--- DIRECTIONS ---
A) Answer these questions from the text on 3M's second-quarter results, one line each:
(i) How large was the gain from the divestiture of a business?
(ii) By what percentage did sales rise in Asia Pacific?
(iii) Which business segment posted a decline in sales, and by how much?
B) List every business segment that the text on 3M's second-quarter results names.

--- TEXT PROVIDED ---

Diversified products manufacturer and Dow-30 member 3M Company (MMM – Free 3M Stock Report) reported what we view as disappointing second-quarter financial results this morning. Although the company said that share earnings came in at $2.58 a share, 24% better than the year-earlier mark and well ahead of our estimate, the most recent tally included a $461 million gain from the divestiture of a business, adding $0.55 to after tax share earnings. Excluding the contribution, earnings per share were actually down a nickel, year-over-year, despite substantial stock repurchases. All things being equal, share earnings declined nearly 4%. Despite all this, it should be noted that our presentation for 3M remains in GAAP terms as the company plans to continue to buy and sell businesses in order to get back to streamline operations in order to get back to its roots.
The top line increased 1.9%, largely in line with our estimate. Organic local-currency sales were up 3.5%, but divestitures took a 1.0% bite, with foreign currency translation responsible for another 0.6% of the dip. Geographically, sales were up 8.3% in Asia Pacific, 2.5% in Latin America/Canada, and 0.5% in the United States, but fell 3.6% in EMEA (Europe, Middle East, and Africa). Electronics and Energy was the biggest contributor by business segment, posting a 7.5% increase in sales, followed by Industrial (+2.5%, Health Care (1.8%), and Consumer (+0.5%). The Safety and Graphics arm, meanwhile, was the worst performer, recording a 0.9% decline in sales.

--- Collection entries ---
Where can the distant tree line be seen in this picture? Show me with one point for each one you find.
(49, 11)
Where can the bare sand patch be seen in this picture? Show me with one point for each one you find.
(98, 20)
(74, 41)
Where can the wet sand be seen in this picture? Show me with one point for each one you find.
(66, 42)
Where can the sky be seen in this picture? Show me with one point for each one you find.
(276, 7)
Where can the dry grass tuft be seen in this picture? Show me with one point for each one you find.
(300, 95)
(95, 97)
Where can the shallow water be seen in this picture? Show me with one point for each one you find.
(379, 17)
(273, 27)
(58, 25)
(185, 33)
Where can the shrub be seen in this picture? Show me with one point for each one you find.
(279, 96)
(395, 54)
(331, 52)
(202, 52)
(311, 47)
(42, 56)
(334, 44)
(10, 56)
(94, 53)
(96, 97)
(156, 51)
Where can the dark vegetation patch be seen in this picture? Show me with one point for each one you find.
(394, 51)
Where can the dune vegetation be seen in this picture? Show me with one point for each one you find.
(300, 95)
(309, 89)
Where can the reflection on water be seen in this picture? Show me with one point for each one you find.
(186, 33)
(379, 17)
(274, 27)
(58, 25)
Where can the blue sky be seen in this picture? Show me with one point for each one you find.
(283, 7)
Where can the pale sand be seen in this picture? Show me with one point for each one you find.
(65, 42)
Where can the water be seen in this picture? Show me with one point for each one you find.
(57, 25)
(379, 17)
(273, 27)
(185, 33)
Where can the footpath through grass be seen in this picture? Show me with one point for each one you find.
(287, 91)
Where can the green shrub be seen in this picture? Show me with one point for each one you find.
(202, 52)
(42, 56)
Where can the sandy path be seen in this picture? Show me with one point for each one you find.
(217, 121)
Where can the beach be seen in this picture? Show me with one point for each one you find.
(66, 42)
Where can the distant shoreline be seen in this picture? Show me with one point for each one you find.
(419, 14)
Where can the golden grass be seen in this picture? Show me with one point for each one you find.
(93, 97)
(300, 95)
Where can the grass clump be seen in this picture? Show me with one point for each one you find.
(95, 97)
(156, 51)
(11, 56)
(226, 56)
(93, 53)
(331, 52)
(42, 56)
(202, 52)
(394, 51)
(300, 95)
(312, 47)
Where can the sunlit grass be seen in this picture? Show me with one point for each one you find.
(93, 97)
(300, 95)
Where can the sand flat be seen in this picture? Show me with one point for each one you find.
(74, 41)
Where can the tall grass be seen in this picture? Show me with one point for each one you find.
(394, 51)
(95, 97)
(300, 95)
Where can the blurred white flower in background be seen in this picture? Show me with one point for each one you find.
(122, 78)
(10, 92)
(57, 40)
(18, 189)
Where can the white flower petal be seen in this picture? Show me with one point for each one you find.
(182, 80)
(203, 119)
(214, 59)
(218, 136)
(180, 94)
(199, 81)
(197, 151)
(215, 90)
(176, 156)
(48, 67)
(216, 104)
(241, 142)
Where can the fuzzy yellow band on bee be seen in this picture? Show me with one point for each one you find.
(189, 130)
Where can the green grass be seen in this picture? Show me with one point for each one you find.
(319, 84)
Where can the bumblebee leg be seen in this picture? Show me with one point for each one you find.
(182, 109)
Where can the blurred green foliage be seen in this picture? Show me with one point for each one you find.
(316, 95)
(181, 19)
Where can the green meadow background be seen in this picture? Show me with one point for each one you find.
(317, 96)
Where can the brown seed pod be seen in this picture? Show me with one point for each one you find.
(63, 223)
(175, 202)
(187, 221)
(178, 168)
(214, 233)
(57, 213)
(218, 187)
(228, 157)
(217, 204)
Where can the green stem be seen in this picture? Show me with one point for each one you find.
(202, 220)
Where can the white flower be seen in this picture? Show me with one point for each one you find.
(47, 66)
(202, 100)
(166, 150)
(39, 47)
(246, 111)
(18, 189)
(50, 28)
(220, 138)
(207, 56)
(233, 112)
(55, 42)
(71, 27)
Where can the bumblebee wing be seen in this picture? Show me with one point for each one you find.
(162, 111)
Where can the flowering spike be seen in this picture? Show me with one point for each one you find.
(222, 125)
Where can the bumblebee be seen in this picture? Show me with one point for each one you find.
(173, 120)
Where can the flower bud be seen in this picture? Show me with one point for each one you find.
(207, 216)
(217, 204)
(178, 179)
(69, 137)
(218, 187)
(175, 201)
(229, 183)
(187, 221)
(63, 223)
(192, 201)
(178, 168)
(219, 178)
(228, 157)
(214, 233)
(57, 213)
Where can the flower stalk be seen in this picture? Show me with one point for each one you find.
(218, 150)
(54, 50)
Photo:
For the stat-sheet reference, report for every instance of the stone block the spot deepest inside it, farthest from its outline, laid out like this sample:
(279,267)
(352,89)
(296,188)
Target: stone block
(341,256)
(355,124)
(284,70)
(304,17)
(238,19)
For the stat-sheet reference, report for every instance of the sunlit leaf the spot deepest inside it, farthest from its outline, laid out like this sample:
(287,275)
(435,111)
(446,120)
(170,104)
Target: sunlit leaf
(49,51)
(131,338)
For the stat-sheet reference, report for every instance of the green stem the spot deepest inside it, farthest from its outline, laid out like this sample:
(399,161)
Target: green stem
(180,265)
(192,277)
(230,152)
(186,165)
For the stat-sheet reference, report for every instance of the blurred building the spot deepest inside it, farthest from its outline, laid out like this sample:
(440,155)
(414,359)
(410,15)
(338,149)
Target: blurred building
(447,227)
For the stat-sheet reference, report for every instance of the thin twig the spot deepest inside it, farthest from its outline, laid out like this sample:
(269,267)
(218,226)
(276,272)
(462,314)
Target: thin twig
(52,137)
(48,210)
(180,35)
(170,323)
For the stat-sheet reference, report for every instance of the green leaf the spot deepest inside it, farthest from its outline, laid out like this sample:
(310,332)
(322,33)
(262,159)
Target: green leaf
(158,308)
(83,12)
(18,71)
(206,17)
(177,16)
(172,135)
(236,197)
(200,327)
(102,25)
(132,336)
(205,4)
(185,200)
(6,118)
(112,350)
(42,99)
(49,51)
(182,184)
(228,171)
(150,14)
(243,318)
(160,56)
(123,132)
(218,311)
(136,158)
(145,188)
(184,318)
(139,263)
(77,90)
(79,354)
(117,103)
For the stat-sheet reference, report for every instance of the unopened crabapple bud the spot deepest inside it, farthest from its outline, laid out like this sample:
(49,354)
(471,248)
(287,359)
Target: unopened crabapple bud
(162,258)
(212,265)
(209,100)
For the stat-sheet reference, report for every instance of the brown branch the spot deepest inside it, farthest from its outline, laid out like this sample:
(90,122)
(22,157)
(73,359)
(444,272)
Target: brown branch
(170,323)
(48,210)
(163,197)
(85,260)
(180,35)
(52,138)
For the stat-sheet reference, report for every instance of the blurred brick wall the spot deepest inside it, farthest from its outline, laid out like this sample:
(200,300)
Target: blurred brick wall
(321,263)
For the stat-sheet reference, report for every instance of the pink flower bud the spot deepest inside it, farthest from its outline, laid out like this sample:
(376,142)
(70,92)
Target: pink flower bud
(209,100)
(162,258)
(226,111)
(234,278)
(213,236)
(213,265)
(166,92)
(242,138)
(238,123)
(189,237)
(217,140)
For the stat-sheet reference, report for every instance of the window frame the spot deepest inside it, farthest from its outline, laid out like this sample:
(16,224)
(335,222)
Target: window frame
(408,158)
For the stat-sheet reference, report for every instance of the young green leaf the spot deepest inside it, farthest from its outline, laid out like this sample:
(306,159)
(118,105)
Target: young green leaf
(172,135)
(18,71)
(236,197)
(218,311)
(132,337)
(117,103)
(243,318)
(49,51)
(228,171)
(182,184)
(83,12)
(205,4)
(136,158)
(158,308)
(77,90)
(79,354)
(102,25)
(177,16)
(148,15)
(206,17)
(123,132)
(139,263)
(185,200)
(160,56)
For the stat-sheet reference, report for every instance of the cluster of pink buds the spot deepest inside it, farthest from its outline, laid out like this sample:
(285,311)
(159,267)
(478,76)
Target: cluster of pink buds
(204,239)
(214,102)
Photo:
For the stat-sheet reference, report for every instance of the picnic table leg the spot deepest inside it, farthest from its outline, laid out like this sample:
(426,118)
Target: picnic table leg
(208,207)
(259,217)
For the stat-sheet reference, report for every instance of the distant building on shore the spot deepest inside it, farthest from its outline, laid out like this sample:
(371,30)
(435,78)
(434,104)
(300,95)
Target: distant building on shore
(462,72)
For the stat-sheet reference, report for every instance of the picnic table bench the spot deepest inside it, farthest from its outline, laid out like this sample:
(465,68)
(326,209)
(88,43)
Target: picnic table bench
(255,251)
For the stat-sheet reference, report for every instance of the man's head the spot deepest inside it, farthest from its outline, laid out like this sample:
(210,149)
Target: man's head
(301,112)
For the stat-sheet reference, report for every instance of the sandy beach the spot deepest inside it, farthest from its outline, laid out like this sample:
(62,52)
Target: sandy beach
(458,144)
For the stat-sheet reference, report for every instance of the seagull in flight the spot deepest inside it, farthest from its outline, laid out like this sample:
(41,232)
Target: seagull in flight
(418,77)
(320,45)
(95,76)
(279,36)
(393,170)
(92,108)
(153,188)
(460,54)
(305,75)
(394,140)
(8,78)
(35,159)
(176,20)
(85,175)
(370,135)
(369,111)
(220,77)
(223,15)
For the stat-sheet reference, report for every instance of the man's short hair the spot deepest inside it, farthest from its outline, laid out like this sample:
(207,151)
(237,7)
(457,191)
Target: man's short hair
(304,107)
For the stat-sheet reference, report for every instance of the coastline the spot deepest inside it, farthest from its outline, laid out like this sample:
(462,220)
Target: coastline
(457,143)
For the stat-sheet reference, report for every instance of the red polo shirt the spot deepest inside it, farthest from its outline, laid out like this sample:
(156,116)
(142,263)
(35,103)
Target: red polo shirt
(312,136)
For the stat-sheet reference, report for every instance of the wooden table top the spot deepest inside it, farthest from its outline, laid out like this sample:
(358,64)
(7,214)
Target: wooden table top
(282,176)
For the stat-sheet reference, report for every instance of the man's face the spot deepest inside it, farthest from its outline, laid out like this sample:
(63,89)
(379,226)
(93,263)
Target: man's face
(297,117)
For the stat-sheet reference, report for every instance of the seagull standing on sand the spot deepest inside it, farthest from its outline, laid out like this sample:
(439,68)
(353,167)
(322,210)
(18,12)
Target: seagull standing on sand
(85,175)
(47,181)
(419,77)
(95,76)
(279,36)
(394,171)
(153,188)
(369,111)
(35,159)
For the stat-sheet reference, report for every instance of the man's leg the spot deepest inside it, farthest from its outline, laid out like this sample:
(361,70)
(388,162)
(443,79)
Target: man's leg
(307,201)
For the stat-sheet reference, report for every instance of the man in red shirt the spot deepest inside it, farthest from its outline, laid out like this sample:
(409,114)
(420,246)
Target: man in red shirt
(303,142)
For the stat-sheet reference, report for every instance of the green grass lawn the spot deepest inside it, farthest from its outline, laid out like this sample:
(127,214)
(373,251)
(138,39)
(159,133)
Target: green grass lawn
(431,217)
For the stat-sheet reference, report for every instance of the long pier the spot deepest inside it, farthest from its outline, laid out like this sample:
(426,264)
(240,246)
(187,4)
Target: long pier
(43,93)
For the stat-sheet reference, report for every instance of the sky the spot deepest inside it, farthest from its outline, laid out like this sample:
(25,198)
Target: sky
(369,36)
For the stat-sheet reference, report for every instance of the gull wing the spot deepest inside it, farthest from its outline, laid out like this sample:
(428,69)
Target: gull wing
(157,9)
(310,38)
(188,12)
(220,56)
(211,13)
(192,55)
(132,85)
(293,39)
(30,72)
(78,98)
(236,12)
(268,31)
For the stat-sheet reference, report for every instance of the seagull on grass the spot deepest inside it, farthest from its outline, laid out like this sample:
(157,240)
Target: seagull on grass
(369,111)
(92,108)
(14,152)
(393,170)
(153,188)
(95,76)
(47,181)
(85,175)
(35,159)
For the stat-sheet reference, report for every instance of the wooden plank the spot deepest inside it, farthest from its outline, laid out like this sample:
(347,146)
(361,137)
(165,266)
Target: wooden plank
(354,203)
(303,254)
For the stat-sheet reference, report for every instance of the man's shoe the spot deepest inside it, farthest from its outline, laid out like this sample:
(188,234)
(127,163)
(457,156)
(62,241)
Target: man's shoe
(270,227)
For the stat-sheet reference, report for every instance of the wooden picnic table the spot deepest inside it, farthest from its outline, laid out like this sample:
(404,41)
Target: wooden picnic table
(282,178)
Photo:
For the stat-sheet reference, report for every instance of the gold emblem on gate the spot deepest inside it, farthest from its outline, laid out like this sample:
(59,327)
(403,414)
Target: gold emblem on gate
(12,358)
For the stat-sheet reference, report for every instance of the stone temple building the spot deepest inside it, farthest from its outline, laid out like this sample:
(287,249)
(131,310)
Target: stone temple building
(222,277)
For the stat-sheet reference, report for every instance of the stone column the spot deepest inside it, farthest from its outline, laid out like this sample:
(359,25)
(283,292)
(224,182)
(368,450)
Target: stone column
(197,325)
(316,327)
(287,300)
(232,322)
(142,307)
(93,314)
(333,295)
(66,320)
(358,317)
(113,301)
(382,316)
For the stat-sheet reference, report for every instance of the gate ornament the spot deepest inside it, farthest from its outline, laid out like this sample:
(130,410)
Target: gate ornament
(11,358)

--- ANSWERS TO THE EXERCISE ---
A)
(i) $461 million
(ii) 8.3%
(iii) Safety and Graphics, with a 0.9% decline

B)
Electronics and Energy
Industrial
Health Care
Consumer
Safety and Graphics